▶ **CHALLENGE**
Copy out the rows word for word, from the start of the rows through the line containing "[[693, 64], [578, 104]]", inclusive.

===== RECORD EXTRACTS

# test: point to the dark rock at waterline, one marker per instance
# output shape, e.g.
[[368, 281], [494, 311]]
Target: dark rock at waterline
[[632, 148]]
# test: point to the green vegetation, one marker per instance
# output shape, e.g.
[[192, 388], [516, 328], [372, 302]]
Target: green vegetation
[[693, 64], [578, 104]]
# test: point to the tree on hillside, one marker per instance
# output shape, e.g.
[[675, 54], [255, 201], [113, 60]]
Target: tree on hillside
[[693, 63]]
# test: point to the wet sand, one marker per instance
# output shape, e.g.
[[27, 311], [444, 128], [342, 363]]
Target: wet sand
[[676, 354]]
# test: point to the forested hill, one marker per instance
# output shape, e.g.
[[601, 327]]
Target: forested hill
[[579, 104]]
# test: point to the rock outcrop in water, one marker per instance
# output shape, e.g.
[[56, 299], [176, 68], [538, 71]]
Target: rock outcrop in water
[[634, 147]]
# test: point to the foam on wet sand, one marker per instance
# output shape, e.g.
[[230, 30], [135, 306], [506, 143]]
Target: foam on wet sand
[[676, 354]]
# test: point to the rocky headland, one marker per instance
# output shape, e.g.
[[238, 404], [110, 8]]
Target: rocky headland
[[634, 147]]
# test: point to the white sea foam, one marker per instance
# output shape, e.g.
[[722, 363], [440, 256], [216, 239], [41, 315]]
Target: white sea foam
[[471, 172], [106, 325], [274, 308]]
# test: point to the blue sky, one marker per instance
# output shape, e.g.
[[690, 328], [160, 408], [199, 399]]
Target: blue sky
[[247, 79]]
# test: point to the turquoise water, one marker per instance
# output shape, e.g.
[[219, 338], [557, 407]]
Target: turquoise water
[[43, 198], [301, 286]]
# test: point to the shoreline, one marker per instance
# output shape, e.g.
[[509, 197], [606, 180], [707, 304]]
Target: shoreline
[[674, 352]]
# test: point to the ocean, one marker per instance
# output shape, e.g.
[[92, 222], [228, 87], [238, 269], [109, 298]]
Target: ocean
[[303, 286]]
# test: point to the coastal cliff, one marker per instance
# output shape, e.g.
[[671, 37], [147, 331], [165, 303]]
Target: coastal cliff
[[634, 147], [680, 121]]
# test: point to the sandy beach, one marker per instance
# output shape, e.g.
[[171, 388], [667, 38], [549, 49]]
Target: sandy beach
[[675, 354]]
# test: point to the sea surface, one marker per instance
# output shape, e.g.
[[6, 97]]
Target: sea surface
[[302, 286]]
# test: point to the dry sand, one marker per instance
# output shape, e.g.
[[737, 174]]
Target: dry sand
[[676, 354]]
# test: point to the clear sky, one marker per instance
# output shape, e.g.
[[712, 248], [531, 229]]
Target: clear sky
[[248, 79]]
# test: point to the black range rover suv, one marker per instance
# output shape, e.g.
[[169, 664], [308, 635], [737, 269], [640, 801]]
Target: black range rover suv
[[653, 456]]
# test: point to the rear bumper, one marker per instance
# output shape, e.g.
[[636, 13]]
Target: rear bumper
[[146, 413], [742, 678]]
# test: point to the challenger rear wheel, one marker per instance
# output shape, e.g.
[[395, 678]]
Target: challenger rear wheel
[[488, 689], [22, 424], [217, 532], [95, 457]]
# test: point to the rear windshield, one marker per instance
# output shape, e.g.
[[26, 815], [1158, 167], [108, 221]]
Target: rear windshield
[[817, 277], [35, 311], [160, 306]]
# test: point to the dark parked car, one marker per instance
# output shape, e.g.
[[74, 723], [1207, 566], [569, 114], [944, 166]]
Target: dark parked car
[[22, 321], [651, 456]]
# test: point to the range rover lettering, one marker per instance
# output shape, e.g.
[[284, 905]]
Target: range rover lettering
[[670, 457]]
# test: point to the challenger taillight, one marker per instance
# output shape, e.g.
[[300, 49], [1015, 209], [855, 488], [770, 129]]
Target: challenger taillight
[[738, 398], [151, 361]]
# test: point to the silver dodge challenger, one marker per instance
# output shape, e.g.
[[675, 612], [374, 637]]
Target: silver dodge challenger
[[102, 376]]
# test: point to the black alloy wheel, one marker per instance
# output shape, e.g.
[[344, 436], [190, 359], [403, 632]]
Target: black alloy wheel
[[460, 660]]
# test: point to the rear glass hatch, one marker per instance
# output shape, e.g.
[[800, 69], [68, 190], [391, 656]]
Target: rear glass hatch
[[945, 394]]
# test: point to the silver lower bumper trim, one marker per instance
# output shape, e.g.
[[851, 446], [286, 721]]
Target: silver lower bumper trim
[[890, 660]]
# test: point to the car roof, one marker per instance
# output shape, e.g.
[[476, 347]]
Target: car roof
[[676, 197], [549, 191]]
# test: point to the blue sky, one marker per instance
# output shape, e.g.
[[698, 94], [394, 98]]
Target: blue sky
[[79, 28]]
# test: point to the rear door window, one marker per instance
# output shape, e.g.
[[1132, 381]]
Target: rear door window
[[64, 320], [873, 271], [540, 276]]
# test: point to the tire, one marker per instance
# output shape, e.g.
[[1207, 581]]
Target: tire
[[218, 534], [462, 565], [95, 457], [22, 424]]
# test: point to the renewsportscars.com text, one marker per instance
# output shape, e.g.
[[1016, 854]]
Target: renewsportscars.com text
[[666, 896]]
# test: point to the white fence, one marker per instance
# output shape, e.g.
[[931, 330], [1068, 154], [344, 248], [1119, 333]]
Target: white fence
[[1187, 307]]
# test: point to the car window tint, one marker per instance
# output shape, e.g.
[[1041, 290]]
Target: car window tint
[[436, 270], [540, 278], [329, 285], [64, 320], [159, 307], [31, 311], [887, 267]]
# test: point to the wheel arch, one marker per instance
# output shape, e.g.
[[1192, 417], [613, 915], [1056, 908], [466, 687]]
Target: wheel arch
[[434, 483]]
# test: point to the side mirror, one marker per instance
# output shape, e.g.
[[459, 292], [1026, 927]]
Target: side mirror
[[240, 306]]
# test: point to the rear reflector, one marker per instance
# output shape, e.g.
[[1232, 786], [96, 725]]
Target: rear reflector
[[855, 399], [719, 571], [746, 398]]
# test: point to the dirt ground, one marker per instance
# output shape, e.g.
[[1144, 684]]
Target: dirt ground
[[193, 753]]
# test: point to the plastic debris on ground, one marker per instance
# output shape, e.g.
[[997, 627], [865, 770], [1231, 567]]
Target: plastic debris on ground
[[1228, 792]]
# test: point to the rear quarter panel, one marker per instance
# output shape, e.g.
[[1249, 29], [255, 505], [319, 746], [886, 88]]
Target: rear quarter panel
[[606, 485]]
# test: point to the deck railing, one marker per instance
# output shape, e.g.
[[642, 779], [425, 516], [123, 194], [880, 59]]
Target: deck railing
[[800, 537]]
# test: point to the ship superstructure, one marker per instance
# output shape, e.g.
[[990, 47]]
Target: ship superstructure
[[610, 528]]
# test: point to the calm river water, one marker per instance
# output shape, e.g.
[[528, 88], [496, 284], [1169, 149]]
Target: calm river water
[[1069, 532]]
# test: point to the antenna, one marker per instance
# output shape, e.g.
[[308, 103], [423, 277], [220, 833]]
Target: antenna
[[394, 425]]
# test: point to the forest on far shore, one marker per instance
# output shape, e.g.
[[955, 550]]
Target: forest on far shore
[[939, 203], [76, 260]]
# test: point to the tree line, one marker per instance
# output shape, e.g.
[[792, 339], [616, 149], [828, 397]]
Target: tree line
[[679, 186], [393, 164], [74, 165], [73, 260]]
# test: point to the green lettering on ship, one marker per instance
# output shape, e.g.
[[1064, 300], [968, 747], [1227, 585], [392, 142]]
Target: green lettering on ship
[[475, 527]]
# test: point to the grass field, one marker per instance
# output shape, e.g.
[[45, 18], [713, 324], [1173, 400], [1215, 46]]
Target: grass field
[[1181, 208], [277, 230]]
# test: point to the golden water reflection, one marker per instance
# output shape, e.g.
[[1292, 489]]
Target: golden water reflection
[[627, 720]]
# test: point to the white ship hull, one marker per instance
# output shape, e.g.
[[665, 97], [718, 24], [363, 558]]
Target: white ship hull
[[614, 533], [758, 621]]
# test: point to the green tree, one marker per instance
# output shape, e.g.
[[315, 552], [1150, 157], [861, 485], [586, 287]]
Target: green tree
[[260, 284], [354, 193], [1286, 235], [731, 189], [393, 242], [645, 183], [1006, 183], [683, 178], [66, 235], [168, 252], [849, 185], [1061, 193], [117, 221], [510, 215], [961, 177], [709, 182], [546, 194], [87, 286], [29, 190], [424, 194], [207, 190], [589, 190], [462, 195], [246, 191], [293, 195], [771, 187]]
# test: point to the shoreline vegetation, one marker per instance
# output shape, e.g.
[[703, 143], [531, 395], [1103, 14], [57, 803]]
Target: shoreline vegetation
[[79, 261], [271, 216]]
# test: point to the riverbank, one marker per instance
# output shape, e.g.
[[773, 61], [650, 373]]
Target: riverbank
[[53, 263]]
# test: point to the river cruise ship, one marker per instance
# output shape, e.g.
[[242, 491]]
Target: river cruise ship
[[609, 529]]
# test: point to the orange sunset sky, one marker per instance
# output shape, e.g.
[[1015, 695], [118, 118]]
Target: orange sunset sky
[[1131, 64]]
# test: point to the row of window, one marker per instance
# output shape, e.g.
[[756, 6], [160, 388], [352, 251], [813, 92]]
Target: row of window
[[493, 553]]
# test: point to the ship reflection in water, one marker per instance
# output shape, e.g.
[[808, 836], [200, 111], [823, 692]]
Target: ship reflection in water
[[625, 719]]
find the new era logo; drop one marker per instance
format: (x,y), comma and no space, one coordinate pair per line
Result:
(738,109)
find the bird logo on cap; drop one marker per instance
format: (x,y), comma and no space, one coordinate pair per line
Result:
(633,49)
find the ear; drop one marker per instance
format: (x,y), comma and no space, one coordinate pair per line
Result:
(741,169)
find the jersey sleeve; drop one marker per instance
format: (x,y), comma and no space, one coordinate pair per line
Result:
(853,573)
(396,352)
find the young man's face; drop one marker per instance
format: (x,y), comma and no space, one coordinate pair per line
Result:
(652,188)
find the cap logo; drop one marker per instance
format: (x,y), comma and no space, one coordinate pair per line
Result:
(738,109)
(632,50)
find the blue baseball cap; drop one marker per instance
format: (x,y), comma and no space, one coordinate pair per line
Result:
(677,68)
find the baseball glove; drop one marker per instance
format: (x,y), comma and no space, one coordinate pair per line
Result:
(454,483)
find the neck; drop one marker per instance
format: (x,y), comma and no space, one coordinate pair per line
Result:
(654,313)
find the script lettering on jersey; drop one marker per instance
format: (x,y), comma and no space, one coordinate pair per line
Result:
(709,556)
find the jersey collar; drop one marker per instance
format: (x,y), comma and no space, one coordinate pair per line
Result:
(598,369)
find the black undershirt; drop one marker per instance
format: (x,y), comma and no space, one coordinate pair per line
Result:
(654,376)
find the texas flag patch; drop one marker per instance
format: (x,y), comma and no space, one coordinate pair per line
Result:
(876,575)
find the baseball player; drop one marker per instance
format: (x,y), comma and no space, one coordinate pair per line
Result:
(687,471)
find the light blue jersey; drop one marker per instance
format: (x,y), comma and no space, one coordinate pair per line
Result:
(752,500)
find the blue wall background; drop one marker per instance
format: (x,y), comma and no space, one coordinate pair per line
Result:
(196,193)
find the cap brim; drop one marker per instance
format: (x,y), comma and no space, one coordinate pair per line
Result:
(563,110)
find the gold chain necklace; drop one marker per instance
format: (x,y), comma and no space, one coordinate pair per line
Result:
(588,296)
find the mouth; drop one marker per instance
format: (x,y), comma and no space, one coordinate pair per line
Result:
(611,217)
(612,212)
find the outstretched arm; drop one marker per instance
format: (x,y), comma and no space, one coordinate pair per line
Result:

==========

▶ **THE COMPLETED TASK**
# test: point to the dark rock at waterline, one marker per instance
# output shape, e.g.
[[368, 281], [494, 311]]
Target: dark rock at waterline
[[632, 148]]
# test: point to the green vegetation, one marker per instance
# output shape, e.g.
[[192, 388], [516, 328], [372, 302]]
Target: green vegetation
[[693, 64], [578, 104]]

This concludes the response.